**Task prompt:** Reproduce word for word the line that contains "Expected: for every instance of the linen" and each line that follows it, stopping after the final line of the material.

START Exercise input

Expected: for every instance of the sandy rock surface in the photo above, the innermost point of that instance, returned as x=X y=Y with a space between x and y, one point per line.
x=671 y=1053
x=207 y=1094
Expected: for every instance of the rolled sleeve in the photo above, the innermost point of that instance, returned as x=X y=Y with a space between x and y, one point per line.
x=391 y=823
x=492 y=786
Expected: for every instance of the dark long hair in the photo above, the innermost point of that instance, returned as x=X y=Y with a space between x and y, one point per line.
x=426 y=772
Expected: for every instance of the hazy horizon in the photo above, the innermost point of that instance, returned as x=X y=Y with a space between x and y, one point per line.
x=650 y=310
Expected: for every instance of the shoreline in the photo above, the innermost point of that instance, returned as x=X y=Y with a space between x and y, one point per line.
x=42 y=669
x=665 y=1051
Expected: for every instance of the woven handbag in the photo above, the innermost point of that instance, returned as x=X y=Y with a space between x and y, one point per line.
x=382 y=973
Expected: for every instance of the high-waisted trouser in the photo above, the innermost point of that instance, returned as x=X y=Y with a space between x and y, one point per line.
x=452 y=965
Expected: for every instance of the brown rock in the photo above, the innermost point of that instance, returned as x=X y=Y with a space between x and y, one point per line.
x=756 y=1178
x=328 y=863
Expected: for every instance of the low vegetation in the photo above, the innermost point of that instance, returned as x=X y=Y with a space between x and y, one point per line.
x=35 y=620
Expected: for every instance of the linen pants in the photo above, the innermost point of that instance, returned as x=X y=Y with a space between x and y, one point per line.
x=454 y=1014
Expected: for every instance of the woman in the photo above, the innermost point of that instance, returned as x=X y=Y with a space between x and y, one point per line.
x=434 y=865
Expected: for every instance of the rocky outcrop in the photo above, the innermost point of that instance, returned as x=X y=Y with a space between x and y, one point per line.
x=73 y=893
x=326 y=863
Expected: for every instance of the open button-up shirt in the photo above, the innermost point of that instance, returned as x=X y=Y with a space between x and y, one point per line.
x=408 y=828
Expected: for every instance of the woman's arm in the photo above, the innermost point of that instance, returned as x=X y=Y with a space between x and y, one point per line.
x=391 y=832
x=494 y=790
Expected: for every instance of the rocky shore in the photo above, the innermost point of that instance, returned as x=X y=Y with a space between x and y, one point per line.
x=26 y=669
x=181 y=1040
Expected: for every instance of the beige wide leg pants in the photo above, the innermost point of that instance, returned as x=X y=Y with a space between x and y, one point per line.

END Exercise input

**Exercise answer:**
Expected: for every instance of the linen pants in the photo above, the innermost point of that instance, returned as x=X y=Y with a space between x and y, one point per line.
x=454 y=1014
Expected: for every instance of the woman in the photo above, the innermost point of that instance, returned as x=X y=Y with a space between x and y, one point per line.
x=434 y=865
Expected: for every instance of the rocky outcrop in the photo above, the innermost point of that instance, returned as x=X y=Y with a space between x and y, one point per line.
x=73 y=893
x=326 y=863
Expected: for every instance of the open button-up shirt in the photo above, the innermost point of that instance, returned as x=X y=Y with a space between x and y, one point per line.
x=408 y=828
Expected: for every instance of the woman's arm in the photo above, the innermost point of that instance, returned as x=X y=Y with a space between x and y, one point per line.
x=391 y=832
x=494 y=790
Expected: for every instance of the rocky shore in the photo above, the innermost point of that instance, returned as x=X y=Y with a space between x and y, one point per line.
x=26 y=669
x=181 y=1040
Expected: for every instance of the beige wide leg pants in the photo above, the innermost point of that instance, returned as x=X y=Y with a space between x and y, one point per line.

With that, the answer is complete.